# The task
Output the material beneath exactly, leaving nothing out.

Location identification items
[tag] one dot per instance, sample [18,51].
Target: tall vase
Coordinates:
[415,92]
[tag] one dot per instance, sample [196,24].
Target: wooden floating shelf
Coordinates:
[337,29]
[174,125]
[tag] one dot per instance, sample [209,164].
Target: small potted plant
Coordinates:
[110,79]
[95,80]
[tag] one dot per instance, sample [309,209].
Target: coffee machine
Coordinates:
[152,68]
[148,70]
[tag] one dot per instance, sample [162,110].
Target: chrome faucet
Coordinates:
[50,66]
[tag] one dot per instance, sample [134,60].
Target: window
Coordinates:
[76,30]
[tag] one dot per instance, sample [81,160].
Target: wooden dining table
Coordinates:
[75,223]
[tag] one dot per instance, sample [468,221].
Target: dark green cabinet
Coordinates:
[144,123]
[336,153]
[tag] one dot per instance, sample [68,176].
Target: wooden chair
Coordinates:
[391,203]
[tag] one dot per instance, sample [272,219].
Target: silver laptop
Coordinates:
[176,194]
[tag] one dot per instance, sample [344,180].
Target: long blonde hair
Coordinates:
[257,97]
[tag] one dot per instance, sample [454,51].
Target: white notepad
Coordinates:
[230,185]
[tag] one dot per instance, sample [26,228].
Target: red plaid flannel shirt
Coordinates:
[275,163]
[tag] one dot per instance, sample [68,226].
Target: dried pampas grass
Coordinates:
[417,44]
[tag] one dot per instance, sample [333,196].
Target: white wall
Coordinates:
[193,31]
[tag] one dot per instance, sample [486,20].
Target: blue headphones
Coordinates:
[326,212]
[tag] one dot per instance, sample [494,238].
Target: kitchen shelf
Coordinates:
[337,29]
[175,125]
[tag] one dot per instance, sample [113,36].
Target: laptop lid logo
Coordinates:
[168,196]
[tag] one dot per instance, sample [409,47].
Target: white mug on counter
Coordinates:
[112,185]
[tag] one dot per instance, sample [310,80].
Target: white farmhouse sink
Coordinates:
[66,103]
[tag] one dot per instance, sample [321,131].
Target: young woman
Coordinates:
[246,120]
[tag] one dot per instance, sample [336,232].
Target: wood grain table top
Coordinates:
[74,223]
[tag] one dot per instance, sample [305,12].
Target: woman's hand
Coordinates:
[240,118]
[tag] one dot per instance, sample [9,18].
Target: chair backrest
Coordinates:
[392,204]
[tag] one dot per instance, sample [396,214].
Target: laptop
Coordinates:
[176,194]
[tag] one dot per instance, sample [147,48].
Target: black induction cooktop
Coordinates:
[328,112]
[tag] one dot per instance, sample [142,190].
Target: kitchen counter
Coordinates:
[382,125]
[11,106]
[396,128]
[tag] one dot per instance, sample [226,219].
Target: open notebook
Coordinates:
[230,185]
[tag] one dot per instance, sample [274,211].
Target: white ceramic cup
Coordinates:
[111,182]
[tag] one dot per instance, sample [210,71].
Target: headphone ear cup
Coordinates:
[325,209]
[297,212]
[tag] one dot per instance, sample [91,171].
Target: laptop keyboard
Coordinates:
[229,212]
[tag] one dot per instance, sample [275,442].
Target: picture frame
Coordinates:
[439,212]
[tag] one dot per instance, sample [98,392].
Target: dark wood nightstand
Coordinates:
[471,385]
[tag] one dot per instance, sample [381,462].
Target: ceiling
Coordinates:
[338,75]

# Solution for this exercise
[tag] one dot per instance, sample [18,51].
Target: tall vase
Coordinates:
[415,92]
[tag] one dot per instance, sample [196,24].
Target: wooden floating shelf
Coordinates:
[337,29]
[174,125]
[tag] one dot per instance, sample [209,164].
Target: small potted plant
Coordinates:
[110,79]
[95,80]
[tag] one dot per instance, sample [309,209].
Target: coffee machine
Coordinates:
[152,68]
[148,70]
[tag] one dot per instance, sample [162,110].
Target: chrome faucet
Coordinates:
[50,66]
[tag] one dot per instance, sample [134,60].
Target: window
Coordinates:
[76,30]
[tag] one dot per instance, sample [81,160].
Target: wooden dining table
Coordinates:
[75,223]
[tag] one dot per instance, sample [468,221].
Target: dark green cabinet
Coordinates:
[144,123]
[336,153]
[tag] one dot per instance, sample [68,176].
Target: wooden chair
Coordinates:
[391,203]
[tag] one dot per instance, sample [272,219].
Target: silver laptop
Coordinates:
[176,194]
[tag] one dot per instance, sample [344,180].
Target: long blonde hair
Coordinates:
[257,97]
[tag] one dot per instance, sample [454,51].
Target: white notepad
Coordinates:
[230,185]
[tag] one dot per instance, sample [26,228].
Target: red plaid flannel shirt
Coordinates:
[275,163]
[tag] one dot per instance, sample [68,226].
Target: dried pampas grass
Coordinates:
[417,44]
[tag] one dot per instance, sample [333,196].
Target: white wall
Coordinates:
[193,31]
[tag] one dot per instance, sample [486,20].
Target: blue headphones
Coordinates:
[326,212]
[tag] one dot per instance, sample [494,238].
Target: kitchen shelf
Coordinates:
[337,29]
[175,125]
[tag] one dot per instance, sample [113,36].
Target: laptop lid logo
Coordinates:
[168,196]
[tag] one dot per instance, sample [409,47].
Target: white mug on counter
Coordinates:
[112,185]
[tag] one dot per instance, sample [310,80].
Target: white farmhouse sink
Coordinates:
[66,103]
[tag] one dot per instance, sample [321,131].
Target: young woman
Coordinates:
[246,120]
[tag] one dot per instance, sample [336,232].
Target: wood grain table top
Coordinates:
[74,223]
[tag] one dot per instance, sample [305,12].
Target: woman's hand
Coordinates:
[240,118]
[tag] one dot per instance, sample [9,18].
Target: chair backrest
Coordinates:
[392,204]
[tag] one dot per instance, sample [396,214].
Target: laptop
Coordinates:
[176,194]
[tag] one dot per instance, sample [147,48].
Target: black induction cooktop
Coordinates:
[328,112]
[tag] one dot per instance, sample [142,190].
Target: kitchen counter
Coordinates:
[382,125]
[11,106]
[396,128]
[tag] one dot per instance, sample [226,219].
Target: open notebook
Coordinates:
[230,185]
[tag] one dot per instance, sample [274,211].
Target: white ceramic cup
Coordinates:
[111,182]
[tag] one dot per instance, sample [210,71].
Target: headphone ear cup
Coordinates:
[325,209]
[297,212]
[tag] one dot per instance, sample [91,171].
Target: laptop keyboard
Coordinates:
[229,212]
[tag] one dot per instance, sample [275,442].
Target: picture frame
Coordinates:
[439,212]
[tag] one dot per instance, sample [98,392].
Target: dark wood nightstand
Coordinates:
[471,385]
[tag] one dot per instance, sample [381,462].
Target: ceiling
Coordinates:
[338,75]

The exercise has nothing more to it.